> Selected passage:

------------------------------------

How to limit DB Connections in massive scale Java App - java

I have a Java app with more than 100 servers. Currently each server opens up connections to 7 database schemas in a relational databases (logging, this, that, the other). All schemas connect to the same DB cluster, but its all effectively one database instance.
The server managed connection pools open up a handfull of connections (1 - 5) on each database schema per instance, then double that on a redundant pool. So each server open up a minimum of 30 database connections and can grow to a maximum of several hundred per server, and again, there are more than 100 servers.
All in all, the minimum number of database connections used are 3000, and this can grow to ludricous.
Obviously this is just plain wrong. The database cluster can only effeciently handle X concurrent requests and any number of requests > X introduces unnecessary contention and slows the whole lot down. (X is unknown, but it is way smaller than the 3000 minimum concurrent connections).
I want to lower the total connections used by implementing the following strategy:
Connect to one schema only (Application-X), have 6 connections per pool maximum.
Write a layer above the pool that will switch to the schema I want. The getConnection(forSchema) function will take a parameter for the target schema (eg. logging), will get a connection that could last be pointing to any schema, and issue a schema switch SQL statement (set search_path to 'target_schema').
Please do not comment on whether this approach is right or wrong. Because 'it depends' needs to be considered, such comments will not add value.
My question is whether there is a DB pool implementation out there that already does this - allows me to have one set of connections and automatically places me at the right schema, or better yet - tracks whether a pooled connection is available for your target schema before making a decision to go ahead and switch the schema (saves a DB round trip).
I would also like to hear from anyone else who has a similar issue (real-world experience) if you solved it in a different way.

Having learned the hard way myself, the best way to stabilize the number of database connections between a web application and a database is to put a reverse proxy in front of the web application.
Here's why it works:
A slow part of a web request can be returning the data to the client. If there's a lot of data or the user is on a slow connection, the connection can remain open to the web server where the data dribbles out to the client slowly. Meanwhile, the application server continues to hold a database connection open to the backend server. While the database connection may only needed for a fraction of the transaction, it's tied up until client disconnects from the application server.
Now, consider what happens when a reverse proxy is added in front of the app server. When the app server has a response prepared, it can quickly reply back to the reverse proxy in front of it, and free up the database connection behind it. The reverse proxy can then handle slowly dribbling out responses to uses, without keeping a related database connection tied up.

------------------------------------

> Material supplied:
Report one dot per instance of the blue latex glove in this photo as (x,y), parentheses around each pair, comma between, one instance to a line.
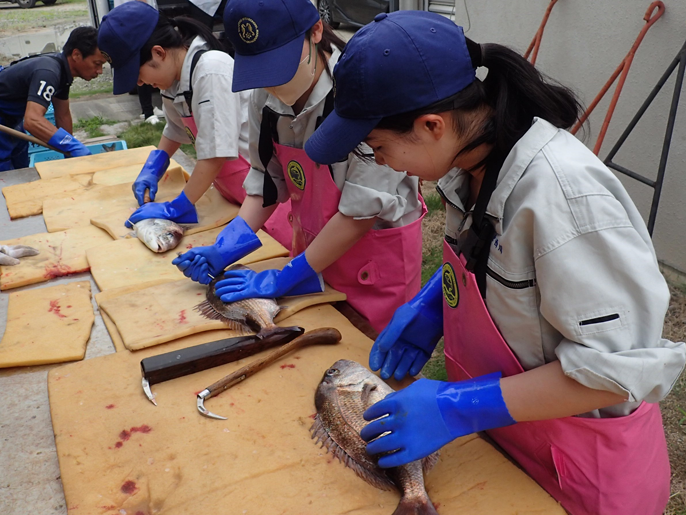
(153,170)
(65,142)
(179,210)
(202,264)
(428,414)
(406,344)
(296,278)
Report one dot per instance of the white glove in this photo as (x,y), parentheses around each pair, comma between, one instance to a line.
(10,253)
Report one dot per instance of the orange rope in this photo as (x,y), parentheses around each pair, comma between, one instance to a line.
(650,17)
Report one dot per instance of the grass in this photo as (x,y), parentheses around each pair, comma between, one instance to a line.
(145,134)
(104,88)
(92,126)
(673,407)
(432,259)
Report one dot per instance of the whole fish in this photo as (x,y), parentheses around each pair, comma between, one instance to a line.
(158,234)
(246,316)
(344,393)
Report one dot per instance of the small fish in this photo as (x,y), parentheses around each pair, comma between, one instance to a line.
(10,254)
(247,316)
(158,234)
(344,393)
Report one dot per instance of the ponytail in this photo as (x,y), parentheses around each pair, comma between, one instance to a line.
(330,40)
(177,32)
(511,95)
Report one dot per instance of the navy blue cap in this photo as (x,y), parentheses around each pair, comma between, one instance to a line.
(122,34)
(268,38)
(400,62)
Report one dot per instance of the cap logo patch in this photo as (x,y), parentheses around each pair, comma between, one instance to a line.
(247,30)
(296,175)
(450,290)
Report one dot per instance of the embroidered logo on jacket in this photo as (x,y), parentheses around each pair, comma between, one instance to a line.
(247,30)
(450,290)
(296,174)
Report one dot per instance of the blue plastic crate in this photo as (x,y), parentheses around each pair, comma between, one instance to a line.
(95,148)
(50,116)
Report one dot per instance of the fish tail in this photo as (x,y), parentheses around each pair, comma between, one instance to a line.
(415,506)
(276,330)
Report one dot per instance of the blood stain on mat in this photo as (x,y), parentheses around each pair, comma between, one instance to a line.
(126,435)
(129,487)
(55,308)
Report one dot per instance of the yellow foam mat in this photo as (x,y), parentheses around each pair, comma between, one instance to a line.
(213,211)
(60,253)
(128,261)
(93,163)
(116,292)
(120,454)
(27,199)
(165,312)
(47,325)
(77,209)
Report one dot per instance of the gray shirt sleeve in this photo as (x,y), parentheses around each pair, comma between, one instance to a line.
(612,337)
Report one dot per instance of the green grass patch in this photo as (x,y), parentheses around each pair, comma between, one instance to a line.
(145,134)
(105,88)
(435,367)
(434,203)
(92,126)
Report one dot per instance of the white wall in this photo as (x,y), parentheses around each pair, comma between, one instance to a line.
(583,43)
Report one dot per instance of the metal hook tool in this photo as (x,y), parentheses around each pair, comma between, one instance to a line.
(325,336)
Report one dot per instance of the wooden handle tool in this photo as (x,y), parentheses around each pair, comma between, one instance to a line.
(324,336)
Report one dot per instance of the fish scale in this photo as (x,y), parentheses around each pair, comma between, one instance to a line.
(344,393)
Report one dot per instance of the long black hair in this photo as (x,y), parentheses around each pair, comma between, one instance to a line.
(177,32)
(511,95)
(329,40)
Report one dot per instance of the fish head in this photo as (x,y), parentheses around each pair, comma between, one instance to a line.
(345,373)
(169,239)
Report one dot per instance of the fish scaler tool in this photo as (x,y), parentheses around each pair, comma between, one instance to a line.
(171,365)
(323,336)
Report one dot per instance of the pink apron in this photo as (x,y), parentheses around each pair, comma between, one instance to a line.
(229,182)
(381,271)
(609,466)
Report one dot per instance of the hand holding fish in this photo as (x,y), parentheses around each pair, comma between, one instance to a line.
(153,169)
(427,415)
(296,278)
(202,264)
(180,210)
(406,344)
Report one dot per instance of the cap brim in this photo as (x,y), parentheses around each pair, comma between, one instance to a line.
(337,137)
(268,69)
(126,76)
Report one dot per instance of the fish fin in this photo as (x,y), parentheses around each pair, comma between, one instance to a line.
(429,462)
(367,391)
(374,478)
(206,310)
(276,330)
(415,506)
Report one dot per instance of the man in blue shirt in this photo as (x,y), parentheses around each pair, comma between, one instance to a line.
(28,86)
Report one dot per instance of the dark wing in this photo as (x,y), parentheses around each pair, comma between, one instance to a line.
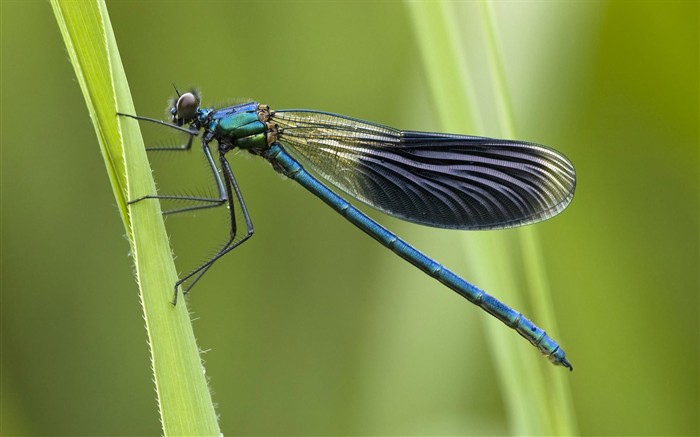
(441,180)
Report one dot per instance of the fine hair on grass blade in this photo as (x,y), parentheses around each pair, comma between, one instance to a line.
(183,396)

------------------------------------

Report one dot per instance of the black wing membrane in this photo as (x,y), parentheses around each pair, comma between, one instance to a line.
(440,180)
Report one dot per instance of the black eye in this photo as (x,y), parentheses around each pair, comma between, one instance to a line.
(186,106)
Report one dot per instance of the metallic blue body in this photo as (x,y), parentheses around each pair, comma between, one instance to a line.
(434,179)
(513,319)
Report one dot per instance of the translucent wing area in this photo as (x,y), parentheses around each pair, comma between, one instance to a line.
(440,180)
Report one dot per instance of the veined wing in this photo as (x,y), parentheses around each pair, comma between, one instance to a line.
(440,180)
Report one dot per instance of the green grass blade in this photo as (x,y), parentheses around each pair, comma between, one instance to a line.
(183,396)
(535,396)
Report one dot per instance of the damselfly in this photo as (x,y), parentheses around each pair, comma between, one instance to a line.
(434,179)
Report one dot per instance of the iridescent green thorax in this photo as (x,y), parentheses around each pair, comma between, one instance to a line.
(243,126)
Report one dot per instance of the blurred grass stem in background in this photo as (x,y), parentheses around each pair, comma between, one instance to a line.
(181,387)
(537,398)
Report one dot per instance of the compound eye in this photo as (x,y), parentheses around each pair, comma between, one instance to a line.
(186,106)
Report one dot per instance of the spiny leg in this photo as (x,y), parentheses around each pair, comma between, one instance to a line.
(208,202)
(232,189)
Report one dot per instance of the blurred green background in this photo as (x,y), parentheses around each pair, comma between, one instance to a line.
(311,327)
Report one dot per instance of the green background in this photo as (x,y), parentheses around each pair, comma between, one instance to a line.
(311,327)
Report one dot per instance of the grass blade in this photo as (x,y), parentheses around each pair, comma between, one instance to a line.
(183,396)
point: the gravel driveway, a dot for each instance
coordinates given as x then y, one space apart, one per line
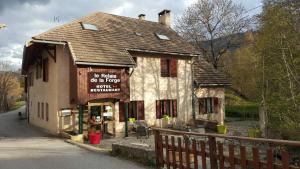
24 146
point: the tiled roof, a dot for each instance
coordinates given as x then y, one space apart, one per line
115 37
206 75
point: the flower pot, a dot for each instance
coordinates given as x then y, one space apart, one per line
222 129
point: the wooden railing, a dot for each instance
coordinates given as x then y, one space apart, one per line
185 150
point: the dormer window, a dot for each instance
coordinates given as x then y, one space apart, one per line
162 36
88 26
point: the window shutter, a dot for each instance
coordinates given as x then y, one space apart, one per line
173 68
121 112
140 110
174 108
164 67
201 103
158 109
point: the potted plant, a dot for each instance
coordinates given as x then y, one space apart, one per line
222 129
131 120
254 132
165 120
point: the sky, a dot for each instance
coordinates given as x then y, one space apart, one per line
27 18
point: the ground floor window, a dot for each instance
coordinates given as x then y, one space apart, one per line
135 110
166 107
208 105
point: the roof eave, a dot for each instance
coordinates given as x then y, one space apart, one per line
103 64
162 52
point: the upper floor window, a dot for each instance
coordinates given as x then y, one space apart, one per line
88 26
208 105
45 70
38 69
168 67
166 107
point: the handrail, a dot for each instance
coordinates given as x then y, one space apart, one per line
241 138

------------------------------------

Write the next part of the forum thread on limiting database connections in a large Java app, picking up after its last sentence. You will not need the data for this work.

> Exercise answer:
Before I made this architectural change, there were a number of traffic spikes that resulted in death spirals: the database handle usage would spike to exhaustion, and things would go downhill from there.
After the change, the number of the database handles required was both far less and far more stable.
If a reverse proxy is not already part of your architecture, I recommend it as a first step to control the number of database connections you require.

Related

Direct db connection per http request vs connection pooling- what is the difference

Let's say I am storing data of Person(id, country_id, name). And let's say user just sent the id and country_id and we send back the name.
Now I have one db and 2 webserver and each webserver keeps a connection pool (e.g. c3p0) of 20 connection.
That means db is maintaining 40 connections and each webserver is maintaining 20 connections.
Analyzing the above system we can see that we used connection pool because people say "creating db connection is expensive"
This all make sense
Now let's say I shard table data on country_id, so now there may be 200 db, also assuming our app is popular now and we need to have 50 webserver.
Now the above strategy of connection pooling fails as if each webserver is keeping 20 connections in the pool for each db.
that means each webserver will have 20*200 db = 4000 connection
and each db will have 50 web server *20 = 1000 connection.
This doesn't sound good, so I got the question that why use connection pooling what is the overhead of creating 1 connection per web request?
So I run a test where I saw that DriverManager.getConnection() takes a average of 20 ms on localhost.
20 ms extra per request is not a game killer
Question1: Is there any other downside of using 1 connection per web request ?
Question2: People all over internet say "db connection is expensive". What are the different expenses?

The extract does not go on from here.